## Problem to solve:
Pull out every line in the rows below that contains the string "vanity". Letter case counts.
━━━━━━━━━━━━━━━━━━━━━━━━━━━━━━
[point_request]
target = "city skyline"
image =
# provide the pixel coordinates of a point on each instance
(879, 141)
━━━━━━━━━━━━━━━━━━━━━━━━━━━━━━
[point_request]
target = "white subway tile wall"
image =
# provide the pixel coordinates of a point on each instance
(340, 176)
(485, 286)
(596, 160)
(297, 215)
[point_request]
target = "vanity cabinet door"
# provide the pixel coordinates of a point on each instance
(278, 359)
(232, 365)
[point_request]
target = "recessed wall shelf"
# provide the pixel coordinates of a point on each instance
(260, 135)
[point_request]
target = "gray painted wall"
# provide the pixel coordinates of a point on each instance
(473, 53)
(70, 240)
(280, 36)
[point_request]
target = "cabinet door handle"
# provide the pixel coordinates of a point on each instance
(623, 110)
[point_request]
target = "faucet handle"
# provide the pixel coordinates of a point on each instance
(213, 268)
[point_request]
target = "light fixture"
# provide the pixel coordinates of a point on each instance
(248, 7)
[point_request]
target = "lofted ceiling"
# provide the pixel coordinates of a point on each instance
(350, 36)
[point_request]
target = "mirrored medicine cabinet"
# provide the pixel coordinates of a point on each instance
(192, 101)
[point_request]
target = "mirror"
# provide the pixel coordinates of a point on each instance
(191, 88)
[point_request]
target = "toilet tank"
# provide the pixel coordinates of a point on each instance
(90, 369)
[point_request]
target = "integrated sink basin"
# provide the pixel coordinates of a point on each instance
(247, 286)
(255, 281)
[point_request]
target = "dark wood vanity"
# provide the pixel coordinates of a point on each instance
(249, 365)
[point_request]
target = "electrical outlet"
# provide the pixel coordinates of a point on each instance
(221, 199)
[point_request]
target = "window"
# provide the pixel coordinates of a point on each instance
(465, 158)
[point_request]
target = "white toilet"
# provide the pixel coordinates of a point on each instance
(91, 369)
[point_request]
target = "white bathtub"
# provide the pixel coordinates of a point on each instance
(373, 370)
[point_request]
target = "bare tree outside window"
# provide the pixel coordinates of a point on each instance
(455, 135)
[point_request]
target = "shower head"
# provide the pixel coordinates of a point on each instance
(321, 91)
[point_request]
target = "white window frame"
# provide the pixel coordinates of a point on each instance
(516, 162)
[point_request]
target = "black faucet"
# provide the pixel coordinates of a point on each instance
━━━━━━━━━━━━━━━━━━━━━━━━━━━━━━
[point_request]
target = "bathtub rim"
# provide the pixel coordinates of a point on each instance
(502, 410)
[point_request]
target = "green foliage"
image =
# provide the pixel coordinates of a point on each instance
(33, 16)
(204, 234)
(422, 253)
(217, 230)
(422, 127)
━━━━━━━━━━━━━━━━━━━━━━━━━━━━━━
## Final result:
target = "vanity cabinet door"
target = "dark wood vanity"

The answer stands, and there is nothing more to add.